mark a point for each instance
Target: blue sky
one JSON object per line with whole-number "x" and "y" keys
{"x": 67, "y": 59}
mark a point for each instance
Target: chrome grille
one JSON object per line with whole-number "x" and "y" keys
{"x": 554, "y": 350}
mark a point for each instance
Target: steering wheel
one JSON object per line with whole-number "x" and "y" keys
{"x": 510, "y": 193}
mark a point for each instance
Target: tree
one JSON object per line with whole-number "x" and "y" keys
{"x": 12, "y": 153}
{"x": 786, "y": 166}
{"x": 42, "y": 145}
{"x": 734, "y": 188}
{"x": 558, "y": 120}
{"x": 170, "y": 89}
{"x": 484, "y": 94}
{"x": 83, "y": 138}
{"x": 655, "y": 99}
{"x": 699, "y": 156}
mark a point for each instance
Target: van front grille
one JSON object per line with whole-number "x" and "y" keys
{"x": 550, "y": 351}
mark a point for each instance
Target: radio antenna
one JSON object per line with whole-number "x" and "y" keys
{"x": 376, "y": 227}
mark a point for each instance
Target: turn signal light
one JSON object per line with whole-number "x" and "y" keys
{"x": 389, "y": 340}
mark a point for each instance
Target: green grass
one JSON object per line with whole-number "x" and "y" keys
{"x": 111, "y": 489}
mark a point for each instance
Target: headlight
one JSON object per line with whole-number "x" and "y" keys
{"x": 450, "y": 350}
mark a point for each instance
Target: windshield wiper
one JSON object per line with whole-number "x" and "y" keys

* * * * *

WHAT YOU ARE ASKED TO DO: Please set down every line of the records above word for word, in the same order.

RESULT OF THE TASK:
mark a point for each instance
Target: blue sky
one JSON object per line with whole-number "x" and "y" keys
{"x": 67, "y": 59}
mark a point for each instance
Target: chrome grille
one JSON object per line with whole-number "x" and "y" keys
{"x": 554, "y": 350}
mark a point for each instance
Target: steering wheel
one JSON object per line with whole-number "x" and "y" keys
{"x": 510, "y": 193}
mark a point for each instance
Target: tree
one JSON object per line with whole-number "x" and "y" keys
{"x": 12, "y": 153}
{"x": 786, "y": 166}
{"x": 42, "y": 145}
{"x": 734, "y": 188}
{"x": 558, "y": 120}
{"x": 170, "y": 89}
{"x": 484, "y": 94}
{"x": 83, "y": 138}
{"x": 655, "y": 99}
{"x": 699, "y": 156}
mark a point for each instance
Target: van front grille
one JSON object per line with whole-number "x" and "y" keys
{"x": 550, "y": 351}
mark a point for each instance
Target: radio antenna
one JSON object per line with whole-number "x" and "y" keys
{"x": 376, "y": 227}
mark a point for each instance
Target: turn signal light
one JSON object per line with whole-number "x" and "y" keys
{"x": 389, "y": 340}
mark a point for each instance
Target: green grass
one JSON object per line with whole-number "x" and "y" keys
{"x": 111, "y": 489}
mark a point for each instance
Target: headlight
one JSON object per line with whole-number "x" and "y" keys
{"x": 450, "y": 350}
mark a point for each instance
Target: windshield wiper
one JSON object per line with whole-number "x" and "y" keys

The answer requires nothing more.